Trecho da página

Além da agenda de shows, Céu também tem participado de outros projetos, a exemplo da participação da faixa “O Samba e Você”, do primeiro álbum de Giovani Cidreira, “Carnaval eu chego lá”, com versões do sambista baiano Ederaldo Gentil.

Sobre o novo álbum
“Novela” tem coprodução da própria Céu com Pupillo (ex-Nação Zumbi) e Adrian Younge (integrante do Jazz is Dead), os dois acompanhados por Lucas Martins. Com sonoridade orgânica, o álbum ainda tem participações de anaiis, LadyBug Mecca e Loren Oden.

O repertório passeia pelas intersecções da música brasileira com o soul, o rock e o reggae, com instrumentação de bases de guitarras, órgãos, baixo e bateria e arranjos de cordas e sopros pensados por Younge especialmente para a Linear Labs Orchestra. O disco traz, entre as canções, uma parceria de Céu com Marcos Valle e outra de Nando Reis com Kleber Lucas.

Repertório e parcerias
“Sou uma pessoa que vou escrevendo e criando o lugar que quero chegar, através da minha escrita,da minha poesia, da minha musicalidade e de ter me aberto para parcerias, ao invés de pegar mais músicas de outras pessoas. Mas não deixei de incluir essa canção dele com com Kleber Lucas, já meio que no final da história, mas não tive como negar a música. O Nando é um poeta muito direto ao coração que tem uma coisa popular e sofisticada ao mesmo tempo…”, descreveu Céu.

Problemas para resolver
A) Segundo o texto sobre o álbum “Novela”, de Céu, quem assina a coprodução do disco junto com a cantora?
B) Escreva a continuação do texto sobre o álbum “Novela”, de Céu, a partir da última frase.

Linhas de dados
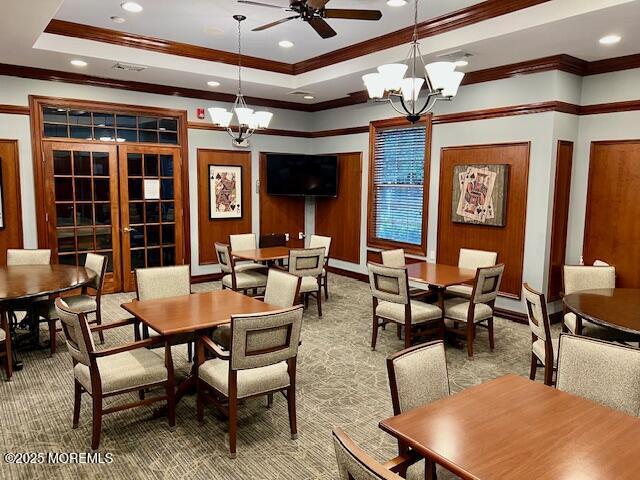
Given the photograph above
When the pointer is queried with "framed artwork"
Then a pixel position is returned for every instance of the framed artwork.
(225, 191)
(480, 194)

...

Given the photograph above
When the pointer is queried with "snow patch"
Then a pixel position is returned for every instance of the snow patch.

--

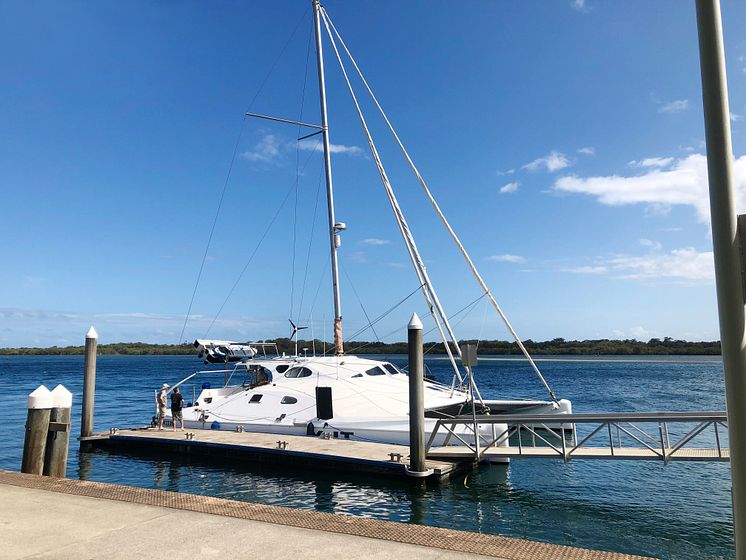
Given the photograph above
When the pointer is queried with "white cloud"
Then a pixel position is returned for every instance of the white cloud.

Respostas por tarefa
A) Pupillo (ex-Nação Zumbi) e Adrian Younge (integrante do Jazz is Dead).

B)
“E Marcos Valle, foi um luxo para mim fazer uma busca do disco com ele. E aí a gente teve essa troca de parceria e tem várias outras pessoas, a ladybug que é uma das rappers que mais me emocionam desde menina… (...), o Loren Oden, um grande cantor norte americano, não muito conhecido aqui no Brasil”.

“Foi um processo diferente de todos os outros tantos, porque foi a primeira vez que eu trabalho com o Adrian, que é esse produto problemático americano de quem eu sou fã. E tive também a produção do Pupillo, que dispensa apresentações, mas que tem essa familiar tranquilidade nessa parceria com eles”, contou a artista.

“Essa gravação lá fora foi um processo de renovação, de ampliação e de gratidão também, porque aconteceu muita coisa comigo nos Estados Unidos e quando lancei o meu primeiro disco na Europa, especialmente na França. Aconteceu muita coisa. Então, é se abrir, mas também manter aqui a minha raiz é o que faço com a minha música”



Ao vivo e analógico
A ideia da produção musical de Adrian Younge foi gravar um disco de forma totalmente analógica, a exemplo das gravações de Bob Marley & The Wailers, na jamaica dos anos de 1970 e 1980: tudo em rolos de fita, utilizando um tipo de captação em que é possível registrar de forma fiel o que foi tocado.

Foi um desafio para a artista performar sem nenhum processamento digital e com execução da banda ao vivo. “Uma coisa muito nova pra gente entrar em um trabalho com uma política de ser tudo sem computador, sem nenhum computador. Então,, pra gente foi novo. É fácil você imaginar ‘ah, vou gravar tudo no peito e massa’. Mas é uma coisa que é para poucos porque aqui no Brasil é super caro”, relata Céu.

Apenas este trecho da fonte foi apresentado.